* **What is asked**: Set down the data below word for word, keeping every line in its place.
※ ※ ※
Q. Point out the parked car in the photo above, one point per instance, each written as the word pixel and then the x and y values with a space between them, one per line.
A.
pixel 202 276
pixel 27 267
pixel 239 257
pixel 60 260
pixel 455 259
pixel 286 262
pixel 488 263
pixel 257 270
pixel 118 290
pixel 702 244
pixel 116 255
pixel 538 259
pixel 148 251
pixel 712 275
※ ※ ※
* **Worked answer**:
Q. Point out the parked car in the photo above, one point per instance, each written as the word pixel and then the x and y values with a space between them, one per line.
A.
pixel 202 276
pixel 27 267
pixel 239 257
pixel 60 260
pixel 455 259
pixel 286 262
pixel 488 263
pixel 257 270
pixel 118 290
pixel 702 244
pixel 116 255
pixel 538 259
pixel 148 251
pixel 712 275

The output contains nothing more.